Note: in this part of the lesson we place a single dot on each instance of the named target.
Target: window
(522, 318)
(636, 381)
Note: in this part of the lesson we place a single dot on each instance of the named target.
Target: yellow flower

..........

**ASSIGNMENT**
Print out all of the data above word for word.

**ANSWER TO THE EXERCISE**
Note: in this part of the lesson we place a single dot on each instance of the named target.
Target: window
(522, 318)
(636, 381)
Note: in this part of the lesson we place a single dot on each instance of the named target.
Target: yellow flower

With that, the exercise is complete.